## [WHAT YOU SHOULD DO]
Pull out every row below that contains the word "pool", and copy each one in full.
=-=-=
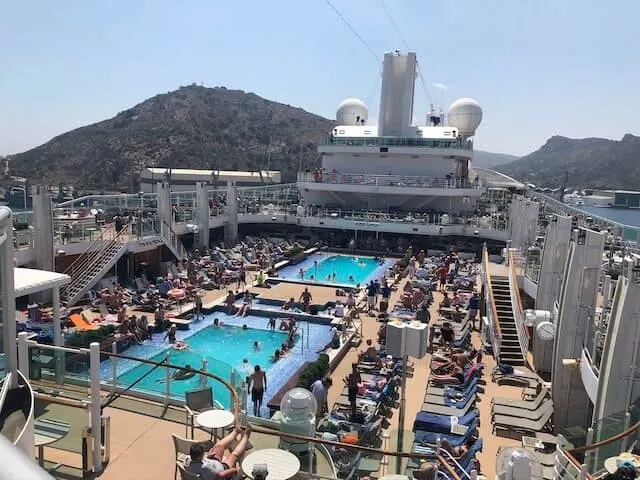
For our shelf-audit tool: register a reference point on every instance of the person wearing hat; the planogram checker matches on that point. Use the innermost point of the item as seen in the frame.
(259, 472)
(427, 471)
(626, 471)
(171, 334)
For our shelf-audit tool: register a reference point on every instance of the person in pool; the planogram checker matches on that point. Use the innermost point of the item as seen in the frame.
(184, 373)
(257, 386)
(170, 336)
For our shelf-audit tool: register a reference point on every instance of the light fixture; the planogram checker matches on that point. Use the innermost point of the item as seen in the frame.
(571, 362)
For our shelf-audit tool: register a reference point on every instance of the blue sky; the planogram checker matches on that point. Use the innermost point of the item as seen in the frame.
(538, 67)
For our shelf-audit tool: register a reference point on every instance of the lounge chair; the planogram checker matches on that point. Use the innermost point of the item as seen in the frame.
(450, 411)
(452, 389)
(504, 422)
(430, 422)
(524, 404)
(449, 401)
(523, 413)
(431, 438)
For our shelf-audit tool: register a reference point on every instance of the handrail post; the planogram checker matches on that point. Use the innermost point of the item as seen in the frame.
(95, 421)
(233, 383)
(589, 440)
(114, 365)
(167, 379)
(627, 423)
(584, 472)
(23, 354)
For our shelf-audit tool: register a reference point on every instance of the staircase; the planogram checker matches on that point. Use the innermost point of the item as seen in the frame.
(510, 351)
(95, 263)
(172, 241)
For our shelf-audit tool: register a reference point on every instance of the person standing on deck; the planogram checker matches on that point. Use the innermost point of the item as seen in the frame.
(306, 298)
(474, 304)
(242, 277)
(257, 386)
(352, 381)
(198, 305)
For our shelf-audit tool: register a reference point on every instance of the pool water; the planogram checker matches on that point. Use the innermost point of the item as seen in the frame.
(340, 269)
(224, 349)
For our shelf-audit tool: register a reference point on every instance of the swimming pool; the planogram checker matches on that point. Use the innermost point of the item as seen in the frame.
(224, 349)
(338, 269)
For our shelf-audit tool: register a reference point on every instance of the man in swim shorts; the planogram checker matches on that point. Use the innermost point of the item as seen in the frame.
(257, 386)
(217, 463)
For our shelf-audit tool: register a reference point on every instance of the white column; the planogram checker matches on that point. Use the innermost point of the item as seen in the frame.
=-=-=
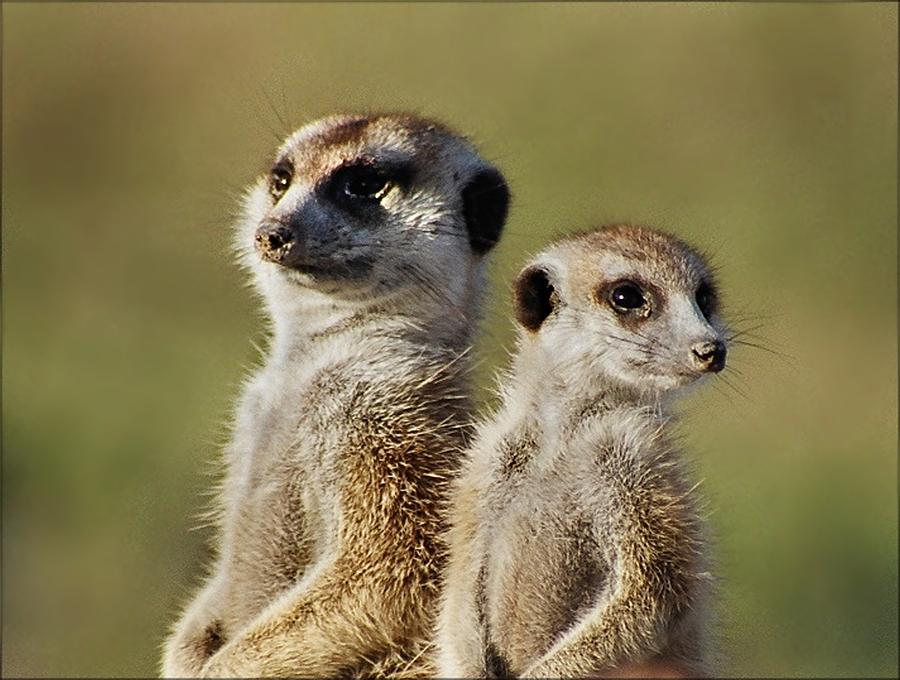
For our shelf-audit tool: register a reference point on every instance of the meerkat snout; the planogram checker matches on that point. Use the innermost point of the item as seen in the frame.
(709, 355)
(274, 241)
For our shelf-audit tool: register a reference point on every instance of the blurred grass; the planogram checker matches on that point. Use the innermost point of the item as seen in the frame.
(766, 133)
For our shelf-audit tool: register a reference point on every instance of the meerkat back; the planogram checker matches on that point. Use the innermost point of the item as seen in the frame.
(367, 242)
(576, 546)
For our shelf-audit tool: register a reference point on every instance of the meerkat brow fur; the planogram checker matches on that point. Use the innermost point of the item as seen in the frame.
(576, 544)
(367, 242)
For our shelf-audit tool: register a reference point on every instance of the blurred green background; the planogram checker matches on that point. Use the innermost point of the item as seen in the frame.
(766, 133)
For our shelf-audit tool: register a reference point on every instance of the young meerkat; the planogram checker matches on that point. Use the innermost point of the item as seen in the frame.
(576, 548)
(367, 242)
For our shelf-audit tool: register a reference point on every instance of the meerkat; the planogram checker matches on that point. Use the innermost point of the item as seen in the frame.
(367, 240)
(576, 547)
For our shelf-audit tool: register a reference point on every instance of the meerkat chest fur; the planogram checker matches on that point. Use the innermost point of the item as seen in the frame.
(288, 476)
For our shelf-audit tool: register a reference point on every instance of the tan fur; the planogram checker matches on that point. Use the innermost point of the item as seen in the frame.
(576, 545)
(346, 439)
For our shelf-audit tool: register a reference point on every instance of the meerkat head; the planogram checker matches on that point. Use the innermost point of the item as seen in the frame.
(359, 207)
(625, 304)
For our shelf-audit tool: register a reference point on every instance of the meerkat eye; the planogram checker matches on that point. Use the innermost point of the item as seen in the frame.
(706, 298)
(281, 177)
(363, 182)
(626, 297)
=-=-=
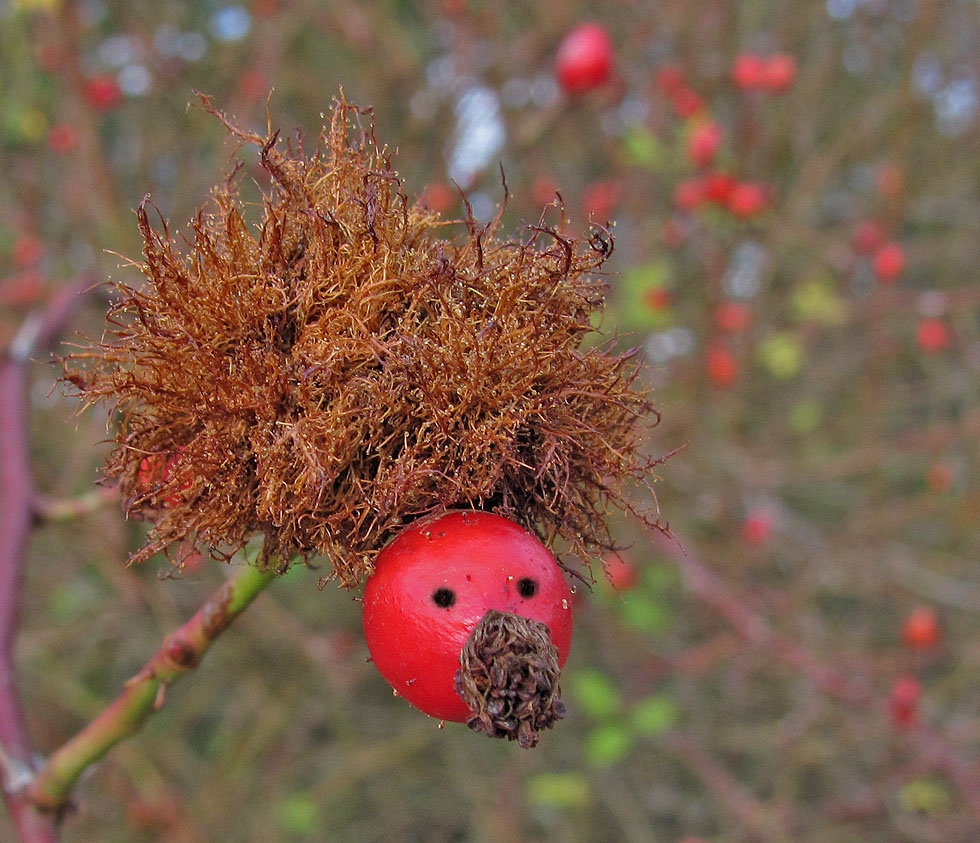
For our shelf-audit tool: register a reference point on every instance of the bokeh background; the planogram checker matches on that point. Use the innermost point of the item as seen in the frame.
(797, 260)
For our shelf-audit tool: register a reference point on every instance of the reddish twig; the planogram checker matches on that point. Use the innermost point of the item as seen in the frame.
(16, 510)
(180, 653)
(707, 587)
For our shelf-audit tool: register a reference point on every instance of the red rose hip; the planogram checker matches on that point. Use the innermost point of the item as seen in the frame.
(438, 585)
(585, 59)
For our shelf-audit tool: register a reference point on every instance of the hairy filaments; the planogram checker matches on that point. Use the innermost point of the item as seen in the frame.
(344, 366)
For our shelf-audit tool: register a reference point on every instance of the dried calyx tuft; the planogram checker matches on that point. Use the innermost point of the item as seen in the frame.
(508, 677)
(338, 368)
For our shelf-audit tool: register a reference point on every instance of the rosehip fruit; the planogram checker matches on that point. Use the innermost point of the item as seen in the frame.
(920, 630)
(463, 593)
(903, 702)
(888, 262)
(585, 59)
=-=-=
## [ANSWER FOR THIS EXERCISE]
For our shelf-audit tool: register a reference point on every instance of the person in pool; the planogram checker matches on that point. Use the innermost point of the item as seen in the frame.
For our shelf-audit tool: register a reference point on every instance of the pool water; the planogram checker matches on that point. Use the innermost point of the item as seen in the frame.
For our shelf-audit tool: register a reference point on every instance of the swimming pool; the planogram checker matches on that point. Use the innermost point of the item as seen in the frame.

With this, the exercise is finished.